■ Trecho ■
----
Não quero, com a evocação de Pessoa, comparar os tais mitozitos da esquerda de que trata superiormente Paulo Tunhas. É apenas uma homenagem a este, que tece sobre a indigência e maldade dos mitos de fabrico da esquerda, alatinadamente sinistros, pois. Mas assim vamos vivendo – e morrendo – sem solução, preservados, ao menos, pelo belo poema que, esse sim, tem razão para perdurar, não caseiro escatológico, mas épico.
ULISSES
O mito é o
nada que é tudo.
O mesmo sol
que abre os céus
É um mito
brilhante e mudo —
O corpo morto
de Deus,
Vivo e
desnudo.
Este, que
aqui aportou,
Foi por não
ser existindo.
Sem existir
nos bastou.
Por não ter
vindo foi vindo
E nos criou.
Assim a lenda
se escorre
A entrar na
realidade,
E a
fecundá-la decorre.
Em baixo, a
vida, metade
De nada,
morre.
A vida no mito da esquerda /premium
Não quero apenas sublinhar o carácter
obsceno da acusação (Ventura igual a Hitler, Rio igual a Pétain). Quero
sobretudo fazer notar a que ponto a vida no interior do mito conduz fatalmente
ao absurdo.
PAULO TUNHAS
OBSERVADOR, 26 nov 2020, 07:2941
Comemorou-se ontem o 25 de Novembro. Ou melhor, não se comemorou. Não se
comemora nunca. E porquê? Porque a esquerda o impede? Porque algumas almas
sensíveis o acham “divisivo” e, portanto, insusceptível de festejo público?
Sim, sem dúvida. Mas, ao mesmo tempo, porque lhe falta por inteiro a
componente mítica do 25 de Abril. A acção levada a cabo por parte dos
homens corajosos que fizeram o 25 de Novembro, derrubando as pretensões da
esquerda totalitária de tornar Portugal numa espécie de Bulgária ibérica, e
tornando o país, ao contrário, numa banal e prosaica democracia europeia, não
oferece um mito dentro do qual possamos viver e pensar. Tem a demasiada aspereza da realidade. E grande
parte das pessoas precisa de mitos para viver e pensar. Sem eles, perdem-se os
pontos de referência, a história deixa de ser portadora de um sentido, não se
sabe o que se dizer, as palavras deixam de ter um significado imediato e quase
tangível, igualmente predisposto à acusação política – “fascista!” — e ao
devaneio lírico – “respirar Abril”. Como comemorar uma data assim? Como
celebrar o fim de uma ilusão totalitária? Não se faz.
----
■ Registos apresentados ■
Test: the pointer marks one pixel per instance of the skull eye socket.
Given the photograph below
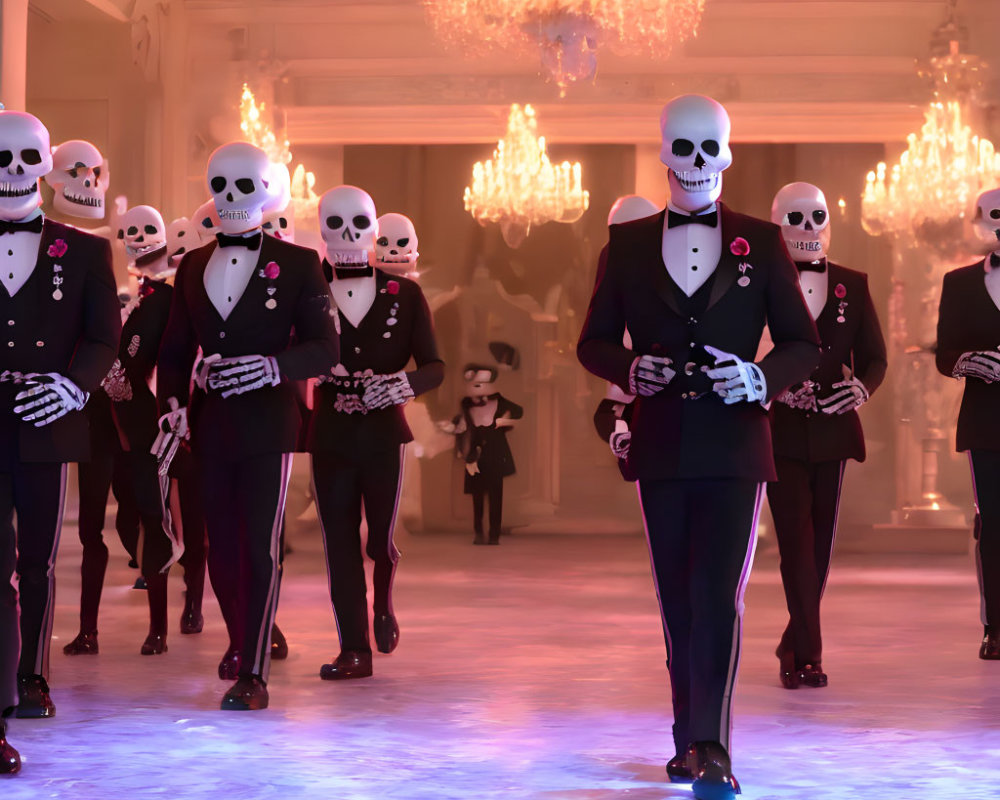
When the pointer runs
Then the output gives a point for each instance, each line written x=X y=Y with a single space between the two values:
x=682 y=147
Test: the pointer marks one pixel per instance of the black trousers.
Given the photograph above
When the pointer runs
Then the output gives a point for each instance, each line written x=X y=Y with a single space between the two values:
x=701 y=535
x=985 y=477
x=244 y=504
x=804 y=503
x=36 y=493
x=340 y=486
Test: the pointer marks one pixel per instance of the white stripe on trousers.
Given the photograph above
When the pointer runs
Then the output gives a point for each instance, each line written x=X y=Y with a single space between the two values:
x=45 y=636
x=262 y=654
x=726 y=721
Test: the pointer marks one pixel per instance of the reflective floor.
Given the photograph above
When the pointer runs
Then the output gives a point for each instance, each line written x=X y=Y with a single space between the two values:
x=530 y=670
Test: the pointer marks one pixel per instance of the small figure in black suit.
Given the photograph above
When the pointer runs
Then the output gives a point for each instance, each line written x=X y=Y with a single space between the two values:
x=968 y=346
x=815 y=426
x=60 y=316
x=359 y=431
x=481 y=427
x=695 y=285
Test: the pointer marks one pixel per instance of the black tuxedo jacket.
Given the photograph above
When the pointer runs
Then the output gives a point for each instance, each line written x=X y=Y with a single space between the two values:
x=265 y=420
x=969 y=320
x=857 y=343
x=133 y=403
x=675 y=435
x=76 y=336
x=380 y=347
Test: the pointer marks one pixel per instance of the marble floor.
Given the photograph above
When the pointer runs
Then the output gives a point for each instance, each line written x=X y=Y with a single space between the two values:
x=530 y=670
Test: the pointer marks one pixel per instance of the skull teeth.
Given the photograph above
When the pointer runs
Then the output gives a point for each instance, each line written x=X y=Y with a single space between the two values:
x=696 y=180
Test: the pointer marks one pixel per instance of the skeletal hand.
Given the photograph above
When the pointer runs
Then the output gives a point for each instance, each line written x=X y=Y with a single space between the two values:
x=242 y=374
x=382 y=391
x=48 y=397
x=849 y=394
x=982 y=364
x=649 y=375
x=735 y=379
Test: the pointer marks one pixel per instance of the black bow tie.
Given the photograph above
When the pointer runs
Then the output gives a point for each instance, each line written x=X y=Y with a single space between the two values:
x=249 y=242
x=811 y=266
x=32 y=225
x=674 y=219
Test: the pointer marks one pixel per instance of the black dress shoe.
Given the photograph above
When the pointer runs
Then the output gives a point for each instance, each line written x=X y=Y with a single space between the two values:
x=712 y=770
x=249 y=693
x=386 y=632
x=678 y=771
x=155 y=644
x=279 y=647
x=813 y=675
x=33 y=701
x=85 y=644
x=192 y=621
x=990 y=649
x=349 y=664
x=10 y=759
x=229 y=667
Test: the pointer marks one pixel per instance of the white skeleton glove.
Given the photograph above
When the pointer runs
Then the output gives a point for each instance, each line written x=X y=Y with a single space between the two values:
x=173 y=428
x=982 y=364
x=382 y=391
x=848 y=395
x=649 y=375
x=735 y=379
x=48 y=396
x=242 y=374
----
■ Tarefas ■
1. Transcreva do trecho a parte que começa em "Não quero, com" e termina em "escatológico, mas épico.".
2. Diga se cada afirmação concorda com o trecho, respondendo sim ou não e citando as palavras do trecho que o decidem: (a) O 25 de Novembro foi comemorado ontem. (b) O poema incluído no trecho tem o título "Ulisses". (c) Grande parte das pessoas precisa de mitos para viver e pensar.
3. Segundo o trecho, que pretensões derrubaram os homens que fizeram o 25 de Novembro?

■ Respostas ■
1.
Não quero, com a evocação de Pessoa, comparar os tais mitozitos da esquerda de que trata superiormente Paulo Tunhas. É apenas uma homenagem a este, que tece sobre a indigência e maldade dos mitos de fabrico da esquerda, alatinadamente sinistros, pois. Mas assim vamos vivendo – e morrendo – sem solução, preservados, ao menos, pelo belo poema que, esse sim, tem razão para perdurar, não caseiro escatológico, mas épico.

2.
(a) Não: "Ou melhor, não se comemorou."
(b) Sim: "ULISSES"
(c) Sim: "grande parte das pessoas precisa de mitos para viver e pensar"

3. As pretensões da esquerda totalitária de tornar Portugal numa espécie de Bulgária ibérica.